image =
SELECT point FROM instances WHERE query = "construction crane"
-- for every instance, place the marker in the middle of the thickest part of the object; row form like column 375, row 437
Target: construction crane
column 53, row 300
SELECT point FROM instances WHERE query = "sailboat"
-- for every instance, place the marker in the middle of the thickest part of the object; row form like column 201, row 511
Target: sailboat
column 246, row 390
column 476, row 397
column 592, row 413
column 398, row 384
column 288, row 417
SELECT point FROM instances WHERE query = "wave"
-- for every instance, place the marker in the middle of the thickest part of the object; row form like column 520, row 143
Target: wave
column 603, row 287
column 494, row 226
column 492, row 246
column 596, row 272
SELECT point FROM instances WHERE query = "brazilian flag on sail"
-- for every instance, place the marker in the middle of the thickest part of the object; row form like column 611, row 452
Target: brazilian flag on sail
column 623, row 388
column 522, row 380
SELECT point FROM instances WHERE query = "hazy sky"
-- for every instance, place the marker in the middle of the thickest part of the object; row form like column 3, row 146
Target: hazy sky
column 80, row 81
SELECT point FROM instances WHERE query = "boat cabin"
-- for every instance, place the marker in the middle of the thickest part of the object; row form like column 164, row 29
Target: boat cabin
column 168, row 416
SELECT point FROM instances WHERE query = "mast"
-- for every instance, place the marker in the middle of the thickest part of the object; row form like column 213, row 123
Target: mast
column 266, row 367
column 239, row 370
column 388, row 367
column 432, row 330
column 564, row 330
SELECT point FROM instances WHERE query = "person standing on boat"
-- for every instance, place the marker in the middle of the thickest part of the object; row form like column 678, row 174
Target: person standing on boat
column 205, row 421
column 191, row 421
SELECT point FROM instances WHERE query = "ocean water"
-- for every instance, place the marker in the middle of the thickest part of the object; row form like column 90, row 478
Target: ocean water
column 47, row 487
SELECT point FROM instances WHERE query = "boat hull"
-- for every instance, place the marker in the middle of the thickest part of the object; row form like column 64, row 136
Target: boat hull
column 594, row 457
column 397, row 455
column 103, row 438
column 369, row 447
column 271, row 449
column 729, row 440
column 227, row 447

◆ **What is required**: Tell how many lines in the data include the string "like". Reply with the number and no other text.

◆ **Answer for the task**: 10